**WHAT IS BEING ASKED**. The records below need retyping in full; give them again exactly.

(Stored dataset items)
==============================
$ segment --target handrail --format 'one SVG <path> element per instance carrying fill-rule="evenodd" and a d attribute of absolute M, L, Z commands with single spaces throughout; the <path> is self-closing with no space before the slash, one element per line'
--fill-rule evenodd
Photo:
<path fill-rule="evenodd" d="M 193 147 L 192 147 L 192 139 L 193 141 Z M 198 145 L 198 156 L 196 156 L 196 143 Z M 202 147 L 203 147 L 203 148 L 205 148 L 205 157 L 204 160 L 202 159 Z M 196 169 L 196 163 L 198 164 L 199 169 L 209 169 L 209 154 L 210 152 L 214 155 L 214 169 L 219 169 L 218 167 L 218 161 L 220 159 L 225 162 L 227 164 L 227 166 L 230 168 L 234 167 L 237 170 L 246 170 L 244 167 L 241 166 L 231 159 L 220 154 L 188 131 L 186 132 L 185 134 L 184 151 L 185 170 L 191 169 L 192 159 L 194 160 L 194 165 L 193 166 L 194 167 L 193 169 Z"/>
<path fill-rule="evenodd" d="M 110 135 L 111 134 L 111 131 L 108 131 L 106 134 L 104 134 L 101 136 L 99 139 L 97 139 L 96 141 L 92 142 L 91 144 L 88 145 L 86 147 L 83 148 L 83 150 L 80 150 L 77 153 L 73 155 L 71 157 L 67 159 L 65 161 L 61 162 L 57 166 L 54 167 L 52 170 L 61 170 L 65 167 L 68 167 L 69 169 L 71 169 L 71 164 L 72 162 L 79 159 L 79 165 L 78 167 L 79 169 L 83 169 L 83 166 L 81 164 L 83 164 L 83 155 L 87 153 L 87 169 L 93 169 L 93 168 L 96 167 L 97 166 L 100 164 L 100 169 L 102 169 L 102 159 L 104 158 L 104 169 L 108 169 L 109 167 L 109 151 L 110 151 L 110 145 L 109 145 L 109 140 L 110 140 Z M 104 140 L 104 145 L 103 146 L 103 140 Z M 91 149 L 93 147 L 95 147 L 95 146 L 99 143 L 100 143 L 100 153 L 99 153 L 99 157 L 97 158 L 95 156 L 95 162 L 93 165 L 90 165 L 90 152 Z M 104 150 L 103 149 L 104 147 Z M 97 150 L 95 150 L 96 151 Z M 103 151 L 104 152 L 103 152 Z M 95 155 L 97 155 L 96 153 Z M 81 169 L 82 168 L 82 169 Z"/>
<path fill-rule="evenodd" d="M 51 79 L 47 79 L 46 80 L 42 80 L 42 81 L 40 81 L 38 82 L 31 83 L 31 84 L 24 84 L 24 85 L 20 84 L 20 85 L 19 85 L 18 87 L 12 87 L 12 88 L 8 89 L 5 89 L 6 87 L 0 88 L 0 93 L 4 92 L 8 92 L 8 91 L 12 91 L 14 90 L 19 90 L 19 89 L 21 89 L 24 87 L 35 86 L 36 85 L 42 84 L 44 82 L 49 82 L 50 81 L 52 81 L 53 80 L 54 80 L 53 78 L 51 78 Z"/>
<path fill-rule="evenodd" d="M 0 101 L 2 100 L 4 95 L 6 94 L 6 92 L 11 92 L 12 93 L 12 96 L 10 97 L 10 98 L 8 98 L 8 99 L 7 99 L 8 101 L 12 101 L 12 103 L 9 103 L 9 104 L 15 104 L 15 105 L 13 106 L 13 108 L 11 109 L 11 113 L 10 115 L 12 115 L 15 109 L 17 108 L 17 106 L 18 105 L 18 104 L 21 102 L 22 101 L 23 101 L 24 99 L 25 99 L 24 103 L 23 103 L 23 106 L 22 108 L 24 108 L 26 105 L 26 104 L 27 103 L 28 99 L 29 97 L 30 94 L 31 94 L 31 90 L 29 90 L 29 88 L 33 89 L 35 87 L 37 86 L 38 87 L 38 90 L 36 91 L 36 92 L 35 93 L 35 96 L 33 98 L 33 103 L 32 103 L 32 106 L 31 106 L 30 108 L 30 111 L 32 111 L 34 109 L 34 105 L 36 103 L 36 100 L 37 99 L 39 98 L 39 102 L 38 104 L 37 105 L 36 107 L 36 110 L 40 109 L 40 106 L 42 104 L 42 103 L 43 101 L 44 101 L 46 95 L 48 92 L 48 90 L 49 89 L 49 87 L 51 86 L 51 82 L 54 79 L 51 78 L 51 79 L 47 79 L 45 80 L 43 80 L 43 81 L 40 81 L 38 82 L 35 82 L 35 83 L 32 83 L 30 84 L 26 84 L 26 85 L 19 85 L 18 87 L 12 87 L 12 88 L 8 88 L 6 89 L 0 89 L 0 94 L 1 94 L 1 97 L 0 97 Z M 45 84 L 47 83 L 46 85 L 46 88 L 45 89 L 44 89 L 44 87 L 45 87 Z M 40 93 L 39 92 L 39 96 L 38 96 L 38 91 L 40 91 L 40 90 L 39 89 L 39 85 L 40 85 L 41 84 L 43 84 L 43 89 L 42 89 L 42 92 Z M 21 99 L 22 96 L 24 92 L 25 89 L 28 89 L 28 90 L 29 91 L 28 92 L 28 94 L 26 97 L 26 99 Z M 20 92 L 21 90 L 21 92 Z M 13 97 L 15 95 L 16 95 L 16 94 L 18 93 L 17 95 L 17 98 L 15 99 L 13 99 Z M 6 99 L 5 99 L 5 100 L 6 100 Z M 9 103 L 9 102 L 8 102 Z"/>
==============================
**ANSWER FOR THIS EXERCISE**.
$ segment --target handrail --format 'one SVG <path> element per instance carrying fill-rule="evenodd" and a d attribute of absolute M, L, Z commands with single spaces throughout; the <path> is self-closing with no space before the slash, one element per line'
--fill-rule evenodd
Photo:
<path fill-rule="evenodd" d="M 193 147 L 192 147 L 192 139 L 193 141 Z M 198 145 L 198 156 L 196 156 L 196 143 Z M 202 147 L 203 147 L 203 148 L 205 148 L 205 157 L 204 160 L 202 159 Z M 196 169 L 196 163 L 198 164 L 199 169 L 209 169 L 209 154 L 210 152 L 214 155 L 214 169 L 219 169 L 218 167 L 218 161 L 220 159 L 225 162 L 227 164 L 227 166 L 230 168 L 234 167 L 237 170 L 246 170 L 244 167 L 241 166 L 231 159 L 220 154 L 188 131 L 186 132 L 185 134 L 184 151 L 185 170 L 191 169 L 192 159 L 194 160 L 194 165 L 193 166 L 194 167 L 193 169 Z"/>
<path fill-rule="evenodd" d="M 110 135 L 111 134 L 111 131 L 108 131 L 106 134 L 104 134 L 101 136 L 99 139 L 97 139 L 96 141 L 92 142 L 91 144 L 88 145 L 86 147 L 83 148 L 83 150 L 80 150 L 77 153 L 73 155 L 71 157 L 67 159 L 65 161 L 61 162 L 57 166 L 54 167 L 52 170 L 61 170 L 65 167 L 68 167 L 69 169 L 71 169 L 71 164 L 72 162 L 79 159 L 79 165 L 78 167 L 79 169 L 83 169 L 83 166 L 81 164 L 83 164 L 83 155 L 87 153 L 87 169 L 93 169 L 93 168 L 96 167 L 97 166 L 100 164 L 100 169 L 102 169 L 102 159 L 104 158 L 104 169 L 108 169 L 109 167 L 109 151 L 110 151 L 110 145 L 109 145 L 109 140 L 110 140 Z M 104 140 L 104 145 L 103 146 L 103 140 Z M 91 149 L 93 147 L 95 147 L 95 146 L 99 143 L 100 143 L 100 153 L 99 153 L 99 157 L 97 158 L 95 156 L 95 162 L 93 165 L 90 165 L 90 152 Z M 104 150 L 103 149 L 104 147 Z M 97 150 L 95 150 L 96 151 Z M 103 151 L 104 152 L 103 152 Z M 95 155 L 97 155 L 96 153 Z M 81 169 L 82 168 L 82 169 Z"/>
<path fill-rule="evenodd" d="M 51 79 L 47 79 L 46 80 L 42 80 L 42 81 L 40 81 L 38 82 L 31 83 L 31 84 L 24 84 L 24 85 L 20 84 L 20 85 L 19 85 L 18 87 L 12 87 L 12 88 L 8 89 L 5 89 L 6 87 L 0 88 L 0 93 L 4 92 L 8 92 L 8 91 L 12 91 L 14 90 L 19 90 L 19 89 L 21 89 L 24 87 L 35 86 L 36 85 L 42 84 L 44 82 L 49 82 L 50 81 L 52 81 L 53 80 L 54 80 L 53 78 L 51 78 Z"/>
<path fill-rule="evenodd" d="M 0 101 L 2 100 L 4 95 L 6 94 L 6 92 L 11 92 L 12 93 L 12 96 L 10 97 L 10 98 L 8 98 L 8 99 L 7 99 L 8 101 L 12 101 L 12 103 L 9 103 L 9 104 L 15 104 L 15 105 L 13 106 L 13 108 L 11 109 L 11 113 L 10 115 L 12 115 L 15 109 L 17 108 L 17 106 L 18 105 L 18 104 L 21 102 L 22 101 L 23 101 L 24 99 L 25 99 L 24 103 L 23 103 L 23 106 L 22 108 L 24 108 L 26 105 L 26 104 L 27 103 L 28 99 L 29 97 L 30 94 L 31 94 L 31 90 L 29 90 L 29 88 L 33 89 L 35 87 L 37 86 L 38 87 L 38 90 L 36 91 L 36 92 L 35 93 L 35 96 L 33 98 L 33 103 L 32 103 L 32 106 L 31 106 L 30 108 L 30 111 L 32 111 L 34 109 L 34 105 L 36 103 L 36 100 L 37 99 L 39 98 L 39 102 L 38 104 L 37 105 L 36 107 L 36 110 L 40 109 L 40 106 L 42 104 L 42 103 L 43 101 L 44 101 L 46 95 L 48 92 L 48 90 L 49 89 L 49 87 L 51 86 L 51 82 L 54 79 L 51 78 L 51 79 L 47 79 L 45 80 L 43 80 L 43 81 L 40 81 L 38 82 L 35 82 L 35 83 L 32 83 L 30 84 L 26 84 L 26 85 L 19 85 L 18 87 L 12 87 L 12 88 L 8 88 L 6 89 L 0 89 L 0 94 L 1 94 L 1 97 L 0 97 Z M 45 84 L 47 83 L 46 85 L 46 88 L 45 89 L 44 89 L 44 87 L 45 87 Z M 40 93 L 39 92 L 39 96 L 38 96 L 38 91 L 40 91 L 40 90 L 39 89 L 39 85 L 40 85 L 41 84 L 43 84 L 43 89 L 42 89 L 42 92 Z M 21 99 L 22 96 L 24 92 L 25 89 L 28 89 L 28 90 L 29 91 L 28 92 L 28 94 L 26 97 L 26 99 Z M 20 92 L 21 90 L 21 92 Z M 13 97 L 15 95 L 16 95 L 16 94 L 18 93 L 17 95 L 17 98 L 15 99 L 13 99 Z M 6 99 L 5 99 L 5 100 L 6 100 Z M 9 103 L 9 102 L 8 102 Z"/>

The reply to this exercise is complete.